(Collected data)

____________________

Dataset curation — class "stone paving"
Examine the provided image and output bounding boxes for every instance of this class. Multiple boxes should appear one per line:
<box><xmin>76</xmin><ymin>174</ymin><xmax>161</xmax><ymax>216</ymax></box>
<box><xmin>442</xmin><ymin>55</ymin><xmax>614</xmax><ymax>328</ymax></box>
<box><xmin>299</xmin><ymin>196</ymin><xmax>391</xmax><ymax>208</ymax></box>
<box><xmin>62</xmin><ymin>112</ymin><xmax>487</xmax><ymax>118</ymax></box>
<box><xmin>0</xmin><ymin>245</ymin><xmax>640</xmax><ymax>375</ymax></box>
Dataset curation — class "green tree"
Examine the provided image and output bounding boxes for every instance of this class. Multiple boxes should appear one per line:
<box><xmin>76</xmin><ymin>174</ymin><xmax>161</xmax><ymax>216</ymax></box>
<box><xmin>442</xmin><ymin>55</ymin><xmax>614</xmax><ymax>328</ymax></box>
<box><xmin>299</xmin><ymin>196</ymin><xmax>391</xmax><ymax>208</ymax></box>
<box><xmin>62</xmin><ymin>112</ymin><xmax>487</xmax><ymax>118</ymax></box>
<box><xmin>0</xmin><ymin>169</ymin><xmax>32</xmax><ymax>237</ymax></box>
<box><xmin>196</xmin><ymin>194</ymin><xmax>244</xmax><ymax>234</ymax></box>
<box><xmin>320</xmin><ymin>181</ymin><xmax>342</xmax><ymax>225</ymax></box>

____________________

Problem to solve: Exact copies of all the records are to be printed.

Task result:
Dataset curation — class "stone paving"
Examine the provided image and output bounding boxes for every instance of this class. Multiple boxes should appear one per line:
<box><xmin>76</xmin><ymin>174</ymin><xmax>161</xmax><ymax>216</ymax></box>
<box><xmin>442</xmin><ymin>55</ymin><xmax>614</xmax><ymax>328</ymax></box>
<box><xmin>299</xmin><ymin>196</ymin><xmax>391</xmax><ymax>208</ymax></box>
<box><xmin>62</xmin><ymin>112</ymin><xmax>487</xmax><ymax>118</ymax></box>
<box><xmin>0</xmin><ymin>245</ymin><xmax>640</xmax><ymax>375</ymax></box>
Dataset curation — class "green tree"
Examine the provided image and output bounding boxes for every instance of this class. Multiple boxes should appear one per line:
<box><xmin>76</xmin><ymin>174</ymin><xmax>161</xmax><ymax>216</ymax></box>
<box><xmin>442</xmin><ymin>55</ymin><xmax>614</xmax><ymax>328</ymax></box>
<box><xmin>299</xmin><ymin>196</ymin><xmax>391</xmax><ymax>208</ymax></box>
<box><xmin>62</xmin><ymin>112</ymin><xmax>487</xmax><ymax>118</ymax></box>
<box><xmin>0</xmin><ymin>169</ymin><xmax>32</xmax><ymax>237</ymax></box>
<box><xmin>196</xmin><ymin>194</ymin><xmax>244</xmax><ymax>234</ymax></box>
<box><xmin>320</xmin><ymin>181</ymin><xmax>342</xmax><ymax>225</ymax></box>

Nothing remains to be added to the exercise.